Task material:
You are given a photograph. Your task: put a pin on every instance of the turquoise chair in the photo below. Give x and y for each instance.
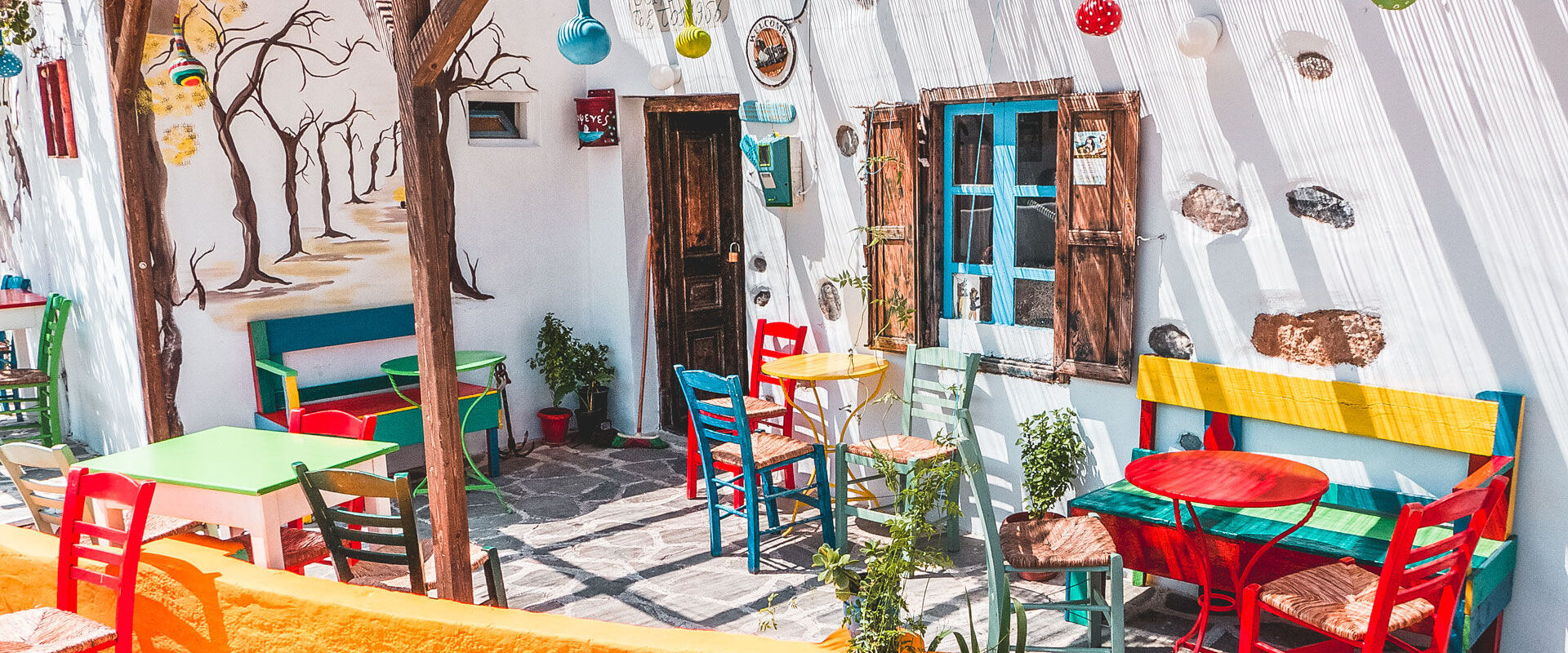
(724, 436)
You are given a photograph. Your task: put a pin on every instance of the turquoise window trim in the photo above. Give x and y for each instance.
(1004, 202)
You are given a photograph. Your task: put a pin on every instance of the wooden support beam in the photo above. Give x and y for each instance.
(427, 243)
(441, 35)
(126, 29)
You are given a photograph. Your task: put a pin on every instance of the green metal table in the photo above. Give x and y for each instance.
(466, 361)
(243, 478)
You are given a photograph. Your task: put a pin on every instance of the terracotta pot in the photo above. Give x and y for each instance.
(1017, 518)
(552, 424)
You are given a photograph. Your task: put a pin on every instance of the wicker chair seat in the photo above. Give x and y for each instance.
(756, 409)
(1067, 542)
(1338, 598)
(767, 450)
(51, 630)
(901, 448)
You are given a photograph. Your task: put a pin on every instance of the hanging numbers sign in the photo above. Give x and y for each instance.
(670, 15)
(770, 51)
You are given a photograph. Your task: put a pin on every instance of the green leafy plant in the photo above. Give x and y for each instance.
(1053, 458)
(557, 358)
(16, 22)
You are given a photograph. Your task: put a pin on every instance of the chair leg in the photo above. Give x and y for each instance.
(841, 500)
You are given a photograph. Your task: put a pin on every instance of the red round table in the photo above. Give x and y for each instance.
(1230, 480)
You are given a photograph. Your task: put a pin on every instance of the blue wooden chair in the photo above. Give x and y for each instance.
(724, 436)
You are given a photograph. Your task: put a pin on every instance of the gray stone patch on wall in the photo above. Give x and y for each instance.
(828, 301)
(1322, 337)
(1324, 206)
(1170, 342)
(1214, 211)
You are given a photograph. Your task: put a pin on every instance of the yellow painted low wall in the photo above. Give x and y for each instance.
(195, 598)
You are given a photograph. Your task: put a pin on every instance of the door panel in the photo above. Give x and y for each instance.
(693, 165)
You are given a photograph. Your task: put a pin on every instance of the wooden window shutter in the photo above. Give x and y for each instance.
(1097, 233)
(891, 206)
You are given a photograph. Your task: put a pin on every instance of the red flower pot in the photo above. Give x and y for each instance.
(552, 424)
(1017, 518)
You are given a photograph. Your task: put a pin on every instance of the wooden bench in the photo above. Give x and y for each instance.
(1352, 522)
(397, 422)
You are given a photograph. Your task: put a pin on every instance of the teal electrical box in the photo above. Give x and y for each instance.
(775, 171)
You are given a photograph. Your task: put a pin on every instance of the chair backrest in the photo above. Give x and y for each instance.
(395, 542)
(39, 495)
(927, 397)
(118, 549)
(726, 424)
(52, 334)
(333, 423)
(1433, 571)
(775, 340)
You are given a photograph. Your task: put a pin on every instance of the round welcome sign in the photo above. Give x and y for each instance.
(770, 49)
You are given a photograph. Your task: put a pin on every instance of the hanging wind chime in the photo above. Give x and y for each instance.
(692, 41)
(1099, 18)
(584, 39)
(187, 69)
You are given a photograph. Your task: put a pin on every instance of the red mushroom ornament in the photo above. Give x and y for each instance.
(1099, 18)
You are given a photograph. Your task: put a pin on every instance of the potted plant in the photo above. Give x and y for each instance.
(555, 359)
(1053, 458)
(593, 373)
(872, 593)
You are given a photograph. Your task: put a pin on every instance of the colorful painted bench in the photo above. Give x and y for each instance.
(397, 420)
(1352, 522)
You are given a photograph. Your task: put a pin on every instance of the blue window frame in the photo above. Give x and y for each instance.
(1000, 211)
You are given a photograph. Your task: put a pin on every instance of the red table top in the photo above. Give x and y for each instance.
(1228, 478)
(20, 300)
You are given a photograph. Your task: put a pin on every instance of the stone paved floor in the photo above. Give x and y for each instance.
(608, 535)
* * *
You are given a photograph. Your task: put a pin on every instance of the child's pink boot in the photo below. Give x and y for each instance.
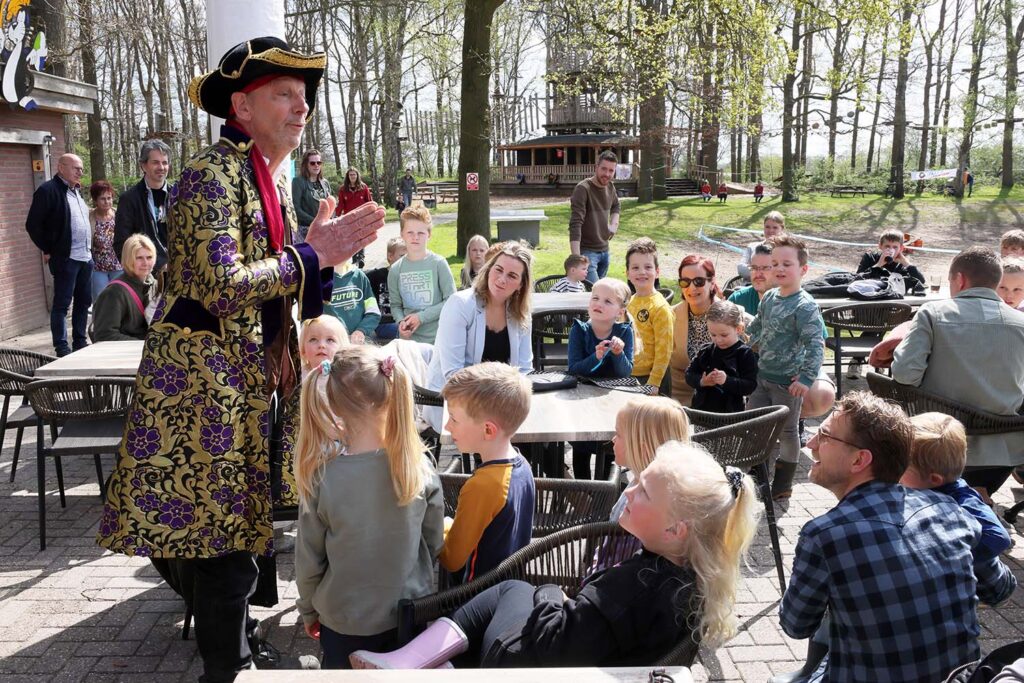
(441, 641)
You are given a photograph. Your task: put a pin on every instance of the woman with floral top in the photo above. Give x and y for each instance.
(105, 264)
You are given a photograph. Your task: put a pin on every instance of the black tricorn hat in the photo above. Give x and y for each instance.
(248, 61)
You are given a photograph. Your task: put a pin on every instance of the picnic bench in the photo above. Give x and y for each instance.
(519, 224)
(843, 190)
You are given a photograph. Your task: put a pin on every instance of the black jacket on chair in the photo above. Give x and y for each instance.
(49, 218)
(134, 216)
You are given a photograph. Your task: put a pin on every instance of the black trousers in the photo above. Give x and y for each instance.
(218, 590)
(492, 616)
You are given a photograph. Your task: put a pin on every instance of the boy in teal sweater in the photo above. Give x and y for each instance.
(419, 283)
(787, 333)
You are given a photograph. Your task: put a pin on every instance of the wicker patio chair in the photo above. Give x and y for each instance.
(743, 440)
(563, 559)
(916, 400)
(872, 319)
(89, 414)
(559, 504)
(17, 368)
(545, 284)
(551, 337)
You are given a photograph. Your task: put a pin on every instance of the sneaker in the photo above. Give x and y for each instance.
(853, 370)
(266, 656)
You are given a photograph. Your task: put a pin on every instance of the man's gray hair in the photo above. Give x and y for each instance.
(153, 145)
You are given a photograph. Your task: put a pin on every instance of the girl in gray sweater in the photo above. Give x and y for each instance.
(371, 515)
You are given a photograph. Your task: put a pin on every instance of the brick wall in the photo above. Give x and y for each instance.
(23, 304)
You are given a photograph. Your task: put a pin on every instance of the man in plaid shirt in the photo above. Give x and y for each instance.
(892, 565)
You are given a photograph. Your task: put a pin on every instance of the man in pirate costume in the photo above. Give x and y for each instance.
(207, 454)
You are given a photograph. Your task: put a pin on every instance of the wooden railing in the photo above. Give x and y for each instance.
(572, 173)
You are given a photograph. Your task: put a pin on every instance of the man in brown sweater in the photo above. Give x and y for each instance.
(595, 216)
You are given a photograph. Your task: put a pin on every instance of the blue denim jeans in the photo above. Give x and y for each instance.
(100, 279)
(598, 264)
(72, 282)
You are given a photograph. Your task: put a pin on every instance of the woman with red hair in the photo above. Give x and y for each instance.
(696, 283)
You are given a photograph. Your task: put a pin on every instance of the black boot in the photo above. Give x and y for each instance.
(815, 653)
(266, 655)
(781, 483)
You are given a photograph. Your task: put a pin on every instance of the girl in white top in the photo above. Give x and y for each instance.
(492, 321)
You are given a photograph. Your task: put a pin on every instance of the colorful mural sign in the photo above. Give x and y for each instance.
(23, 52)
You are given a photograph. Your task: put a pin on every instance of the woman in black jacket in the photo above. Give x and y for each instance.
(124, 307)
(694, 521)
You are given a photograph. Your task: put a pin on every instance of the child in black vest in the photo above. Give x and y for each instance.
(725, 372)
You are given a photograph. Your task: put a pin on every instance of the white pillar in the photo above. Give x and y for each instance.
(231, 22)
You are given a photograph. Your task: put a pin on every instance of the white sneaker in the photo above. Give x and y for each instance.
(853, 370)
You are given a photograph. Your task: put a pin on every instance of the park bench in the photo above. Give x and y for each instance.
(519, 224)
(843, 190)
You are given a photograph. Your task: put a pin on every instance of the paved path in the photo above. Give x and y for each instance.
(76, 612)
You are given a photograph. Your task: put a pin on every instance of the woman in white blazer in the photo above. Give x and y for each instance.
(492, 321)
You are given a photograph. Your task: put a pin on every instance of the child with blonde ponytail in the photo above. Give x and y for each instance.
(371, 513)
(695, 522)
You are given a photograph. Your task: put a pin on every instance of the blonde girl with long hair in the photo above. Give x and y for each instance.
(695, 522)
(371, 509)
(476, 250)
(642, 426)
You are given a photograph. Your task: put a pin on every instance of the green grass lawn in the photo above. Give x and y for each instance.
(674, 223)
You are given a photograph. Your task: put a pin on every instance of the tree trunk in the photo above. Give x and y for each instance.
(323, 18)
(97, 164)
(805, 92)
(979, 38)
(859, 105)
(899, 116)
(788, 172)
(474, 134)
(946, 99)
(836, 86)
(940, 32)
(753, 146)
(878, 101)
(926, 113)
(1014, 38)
==
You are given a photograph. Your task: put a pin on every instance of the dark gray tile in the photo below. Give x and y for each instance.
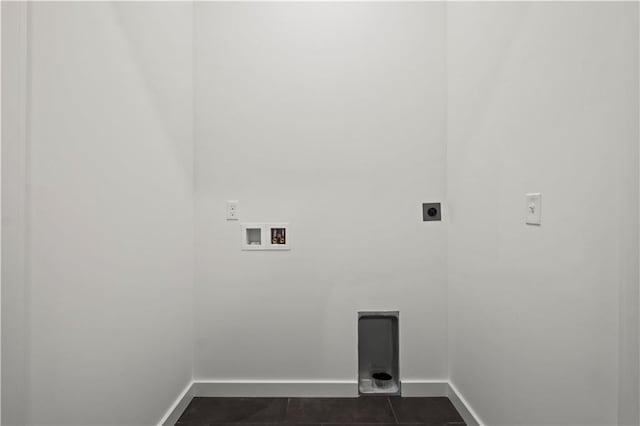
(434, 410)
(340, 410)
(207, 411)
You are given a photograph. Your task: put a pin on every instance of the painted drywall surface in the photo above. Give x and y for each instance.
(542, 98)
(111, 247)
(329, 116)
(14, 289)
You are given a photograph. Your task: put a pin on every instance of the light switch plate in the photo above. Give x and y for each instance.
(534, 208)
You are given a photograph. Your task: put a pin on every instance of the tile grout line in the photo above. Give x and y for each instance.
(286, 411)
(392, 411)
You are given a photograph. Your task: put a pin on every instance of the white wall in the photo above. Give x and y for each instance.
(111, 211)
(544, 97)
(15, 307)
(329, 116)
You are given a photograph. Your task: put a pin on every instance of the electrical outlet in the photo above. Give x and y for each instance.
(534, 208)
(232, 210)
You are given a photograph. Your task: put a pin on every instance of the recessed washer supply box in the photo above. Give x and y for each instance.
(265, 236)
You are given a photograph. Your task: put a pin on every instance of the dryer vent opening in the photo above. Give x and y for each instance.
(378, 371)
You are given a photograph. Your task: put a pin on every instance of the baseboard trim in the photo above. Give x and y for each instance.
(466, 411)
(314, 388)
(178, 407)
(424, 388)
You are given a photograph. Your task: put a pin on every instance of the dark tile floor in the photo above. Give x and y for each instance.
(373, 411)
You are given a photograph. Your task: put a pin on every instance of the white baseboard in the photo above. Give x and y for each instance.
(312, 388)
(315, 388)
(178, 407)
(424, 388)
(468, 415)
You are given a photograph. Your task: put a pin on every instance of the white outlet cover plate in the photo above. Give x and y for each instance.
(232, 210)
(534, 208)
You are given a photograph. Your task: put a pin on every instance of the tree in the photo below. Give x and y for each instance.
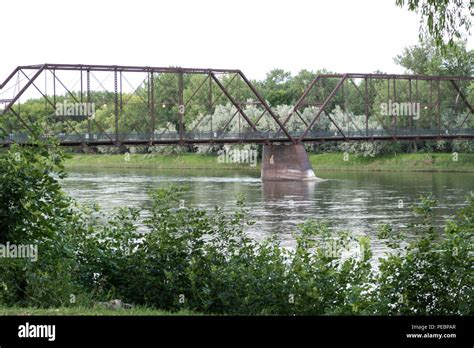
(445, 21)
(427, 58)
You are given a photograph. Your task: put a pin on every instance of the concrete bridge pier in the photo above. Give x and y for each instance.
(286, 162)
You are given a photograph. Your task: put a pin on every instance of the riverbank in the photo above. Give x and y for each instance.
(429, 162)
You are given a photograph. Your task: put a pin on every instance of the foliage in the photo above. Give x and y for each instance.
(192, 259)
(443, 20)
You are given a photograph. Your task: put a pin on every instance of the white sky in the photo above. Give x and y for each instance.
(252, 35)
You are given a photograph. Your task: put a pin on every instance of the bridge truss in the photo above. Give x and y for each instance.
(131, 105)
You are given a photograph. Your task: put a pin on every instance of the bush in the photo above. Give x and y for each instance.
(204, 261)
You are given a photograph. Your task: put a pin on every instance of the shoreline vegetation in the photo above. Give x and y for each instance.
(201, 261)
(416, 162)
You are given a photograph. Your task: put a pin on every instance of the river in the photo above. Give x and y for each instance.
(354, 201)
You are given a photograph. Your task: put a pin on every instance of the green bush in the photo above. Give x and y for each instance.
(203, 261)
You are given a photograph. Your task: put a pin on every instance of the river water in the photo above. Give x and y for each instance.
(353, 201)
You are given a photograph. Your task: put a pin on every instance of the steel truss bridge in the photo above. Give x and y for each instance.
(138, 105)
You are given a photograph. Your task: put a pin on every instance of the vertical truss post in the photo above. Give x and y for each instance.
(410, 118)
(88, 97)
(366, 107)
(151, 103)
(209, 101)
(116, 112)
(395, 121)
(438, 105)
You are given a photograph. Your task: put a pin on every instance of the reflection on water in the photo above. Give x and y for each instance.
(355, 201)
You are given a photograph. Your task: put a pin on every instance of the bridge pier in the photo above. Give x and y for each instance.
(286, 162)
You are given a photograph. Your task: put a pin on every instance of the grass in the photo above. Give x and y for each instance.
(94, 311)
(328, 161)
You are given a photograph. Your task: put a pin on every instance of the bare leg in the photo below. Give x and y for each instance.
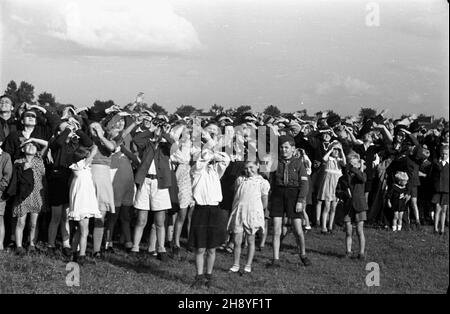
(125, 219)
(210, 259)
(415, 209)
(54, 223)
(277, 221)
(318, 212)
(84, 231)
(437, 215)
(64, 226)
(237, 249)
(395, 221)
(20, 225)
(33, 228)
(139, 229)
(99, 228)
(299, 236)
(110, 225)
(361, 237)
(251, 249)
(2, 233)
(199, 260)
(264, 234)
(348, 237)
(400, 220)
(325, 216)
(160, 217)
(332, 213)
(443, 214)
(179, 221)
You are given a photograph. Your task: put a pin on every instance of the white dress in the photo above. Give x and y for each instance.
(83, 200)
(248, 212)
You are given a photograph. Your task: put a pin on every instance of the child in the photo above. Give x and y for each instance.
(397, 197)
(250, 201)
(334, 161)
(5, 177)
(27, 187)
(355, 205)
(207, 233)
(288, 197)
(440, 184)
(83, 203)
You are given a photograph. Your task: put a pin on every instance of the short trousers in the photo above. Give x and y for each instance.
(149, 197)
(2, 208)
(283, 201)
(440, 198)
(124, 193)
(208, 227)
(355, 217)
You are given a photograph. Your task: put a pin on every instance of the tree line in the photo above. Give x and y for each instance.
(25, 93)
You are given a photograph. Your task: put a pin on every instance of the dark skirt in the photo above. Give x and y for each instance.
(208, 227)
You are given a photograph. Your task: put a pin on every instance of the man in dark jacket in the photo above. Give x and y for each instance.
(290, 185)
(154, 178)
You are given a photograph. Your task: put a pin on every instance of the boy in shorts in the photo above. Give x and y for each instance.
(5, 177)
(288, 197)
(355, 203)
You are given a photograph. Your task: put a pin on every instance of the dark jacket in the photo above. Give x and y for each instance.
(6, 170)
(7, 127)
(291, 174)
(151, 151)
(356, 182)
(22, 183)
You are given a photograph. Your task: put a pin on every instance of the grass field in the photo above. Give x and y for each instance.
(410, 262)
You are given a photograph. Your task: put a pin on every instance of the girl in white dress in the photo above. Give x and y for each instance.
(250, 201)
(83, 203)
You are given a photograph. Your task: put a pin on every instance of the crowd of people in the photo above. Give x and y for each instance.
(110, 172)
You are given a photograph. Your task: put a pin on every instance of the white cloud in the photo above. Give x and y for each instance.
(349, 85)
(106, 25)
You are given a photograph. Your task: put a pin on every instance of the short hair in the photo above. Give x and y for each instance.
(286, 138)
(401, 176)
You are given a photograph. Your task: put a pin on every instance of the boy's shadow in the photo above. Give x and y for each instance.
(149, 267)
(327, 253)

Directions for this task: Can you rescale the data that begins at the line containing "the chair leg" and ends after the line containing "(1214, 211)", with both of those lines included? Copy every request unchanged, multiply each answer coordinate by 1.85, round to whole numbers with halves going up, and return only those lines.

Result below:
You are given a photograph. Your task: put a pin on every instance of the chair leg in the photo above. Give x and y for each instance.
(1556, 925)
You are given a photograph. Your task: put a pin on every instance of the red round table in the photo above. Give x and y for each instance.
(2276, 888)
You are given a photograph. Your task: put a pin on every instance of the blue wooden chair in the photo above. Give x and y for each instance.
(1339, 807)
You are given a photograph. Your task: put a pin on every instance of the gray stone patch on wall in the photo above. Give x and y for each instance.
(1532, 557)
(2446, 623)
(2449, 381)
(2165, 633)
(2246, 390)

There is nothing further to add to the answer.